## Begin EXERCISE INPUT

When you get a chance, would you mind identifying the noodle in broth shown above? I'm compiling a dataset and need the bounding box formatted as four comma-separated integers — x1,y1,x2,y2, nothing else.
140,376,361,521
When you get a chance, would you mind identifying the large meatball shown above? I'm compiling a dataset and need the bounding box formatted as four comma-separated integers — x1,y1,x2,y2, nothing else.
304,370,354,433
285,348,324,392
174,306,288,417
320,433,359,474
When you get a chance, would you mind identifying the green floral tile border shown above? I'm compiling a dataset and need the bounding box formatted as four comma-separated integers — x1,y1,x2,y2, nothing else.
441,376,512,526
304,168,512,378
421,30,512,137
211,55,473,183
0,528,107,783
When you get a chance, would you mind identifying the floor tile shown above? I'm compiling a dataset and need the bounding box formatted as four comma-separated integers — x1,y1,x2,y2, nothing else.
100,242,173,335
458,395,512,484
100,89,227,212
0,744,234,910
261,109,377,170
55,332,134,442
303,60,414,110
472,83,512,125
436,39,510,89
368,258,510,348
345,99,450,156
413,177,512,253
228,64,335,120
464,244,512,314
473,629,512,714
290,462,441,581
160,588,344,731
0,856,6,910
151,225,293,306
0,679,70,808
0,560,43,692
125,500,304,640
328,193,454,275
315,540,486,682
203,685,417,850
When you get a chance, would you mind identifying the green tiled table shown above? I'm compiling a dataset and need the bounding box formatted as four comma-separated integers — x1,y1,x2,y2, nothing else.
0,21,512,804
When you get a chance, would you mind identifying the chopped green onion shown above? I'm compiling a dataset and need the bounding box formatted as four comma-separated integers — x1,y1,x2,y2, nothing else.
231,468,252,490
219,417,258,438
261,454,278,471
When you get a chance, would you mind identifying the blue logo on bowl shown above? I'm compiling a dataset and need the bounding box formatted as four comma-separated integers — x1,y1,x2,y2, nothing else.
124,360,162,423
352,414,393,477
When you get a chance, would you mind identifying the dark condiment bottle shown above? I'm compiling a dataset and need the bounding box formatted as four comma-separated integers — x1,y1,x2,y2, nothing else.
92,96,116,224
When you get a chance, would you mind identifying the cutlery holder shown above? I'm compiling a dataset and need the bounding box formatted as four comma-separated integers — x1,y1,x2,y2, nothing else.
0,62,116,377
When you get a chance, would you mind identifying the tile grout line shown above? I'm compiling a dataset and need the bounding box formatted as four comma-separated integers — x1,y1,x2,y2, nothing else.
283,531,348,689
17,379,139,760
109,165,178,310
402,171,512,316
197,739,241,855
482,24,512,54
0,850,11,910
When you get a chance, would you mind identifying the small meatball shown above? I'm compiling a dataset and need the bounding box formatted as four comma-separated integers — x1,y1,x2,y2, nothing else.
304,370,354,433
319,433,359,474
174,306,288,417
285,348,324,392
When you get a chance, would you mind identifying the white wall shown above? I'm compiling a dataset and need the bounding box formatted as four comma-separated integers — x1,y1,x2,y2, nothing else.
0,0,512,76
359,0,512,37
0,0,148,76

## End EXERCISE INPUT

▸ **SET EXERCISE**: Arrange all the lines above into a Markdown table with two columns, Number and Line. Number the rows in order and leave out any blank lines.

▸ **FULL RESPONSE**:
| Number | Line |
|---|---|
| 1 | When you get a chance, would you mind identifying the noodle in broth shown above? I'm compiling a dataset and need the bounding box formatted as four comma-separated integers — x1,y1,x2,y2, nothing else. |
| 2 | 140,376,361,521 |
| 3 | When you get a chance, would you mind identifying the large meatball shown above? I'm compiling a dataset and need the bounding box formatted as four comma-separated integers — x1,y1,x2,y2, nothing else. |
| 4 | 304,370,354,433 |
| 5 | 285,348,324,392 |
| 6 | 174,306,288,417 |
| 7 | 320,433,359,474 |
| 8 | When you get a chance, would you mind identifying the green floral tile border shown above? I'm compiling a dataset and need the bounding box formatted as four comma-separated integers — x1,y1,x2,y2, nothing else. |
| 9 | 441,376,512,526 |
| 10 | 304,168,512,378 |
| 11 | 421,30,512,137 |
| 12 | 211,55,473,183 |
| 13 | 0,528,107,783 |
| 14 | When you get a chance, would you mind identifying the floor tile shown above? I'm compiling a dataset and need the bounding box formatted as four comma-separated integers — x1,y1,x2,y2, nothing else. |
| 15 | 100,242,173,335 |
| 16 | 458,395,512,484 |
| 17 | 100,89,227,212 |
| 18 | 0,744,234,910 |
| 19 | 261,109,377,170 |
| 20 | 55,332,134,442 |
| 21 | 303,60,414,110 |
| 22 | 472,83,512,125 |
| 23 | 436,39,510,89 |
| 24 | 368,258,510,348 |
| 25 | 345,99,450,156 |
| 26 | 413,177,512,253 |
| 27 | 228,64,335,120 |
| 28 | 464,244,512,314 |
| 29 | 473,629,512,714 |
| 30 | 290,462,441,581 |
| 31 | 160,588,344,731 |
| 32 | 0,856,6,910 |
| 33 | 151,225,293,306 |
| 34 | 0,679,70,808 |
| 35 | 0,560,43,692 |
| 36 | 125,500,304,640 |
| 37 | 328,193,454,275 |
| 38 | 315,540,486,682 |
| 39 | 203,685,417,850 |
| 40 | When you get a chance, would you mind identifying the green tiled table shown above? I'm compiling a dataset and need the bounding box formatted as four comma-separated integers — x1,y1,x2,y2, nothing else. |
| 41 | 0,21,512,804 |
| 42 | When you get a chance, would you mind identifying the chopped green onion shown above? I'm compiling a dataset and need the bounding box formatted as four comma-separated integers — x1,y1,x2,y2, nothing else. |
| 43 | 231,468,252,490 |
| 44 | 219,417,258,438 |
| 45 | 261,454,278,471 |
| 46 | When you get a chance, would you mind identifying the blue logo on bowl shown above? I'm compiling a dataset and need the bounding box formatted as four comma-separated integers — x1,y1,x2,y2, nothing else. |
| 47 | 124,360,162,423 |
| 48 | 352,414,393,477 |
| 49 | When you get a chance, would you mind identifying the dark condiment bottle shown above? I'm compiling a dataset and need the bounding box formatted as four comma-separated integers — x1,y1,x2,y2, nothing else. |
| 50 | 92,96,116,224 |
| 51 | When you get a chance, would you mind identifying the cutlery holder shown above? I'm compiling a dataset and need the bounding box formatted as four comma-separated integers — x1,y1,x2,y2, nothing else. |
| 52 | 0,62,116,377 |
| 53 | When you get a chance, would you mind identifying the tile grout line shown above? I'm compiling a dataset and need the bounding box formatted as four comma-separated integers — x1,y1,x2,y2, nothing else. |
| 54 | 283,531,348,689 |
| 55 | 17,379,139,760 |
| 56 | 109,165,178,310 |
| 57 | 402,171,512,316 |
| 58 | 197,739,241,855 |
| 59 | 482,24,512,54 |
| 60 | 0,850,11,910 |
| 61 | When you get a chance, would you mind identifying the small meatball shown above? I'm compiling a dataset and need the bounding box formatted as four comma-separated integers — x1,y1,x2,y2, nothing else. |
| 62 | 304,370,354,433 |
| 63 | 319,433,359,474 |
| 64 | 174,306,288,417 |
| 65 | 285,348,324,392 |
| 66 | When you get a chance, would you mind identifying the white wall shown above? I'm compiling a dataset and need the bounding box formatted as four comma-separated integers — x1,y1,x2,y2, nothing else. |
| 67 | 0,0,512,76 |
| 68 | 359,0,512,37 |
| 69 | 0,0,148,76 |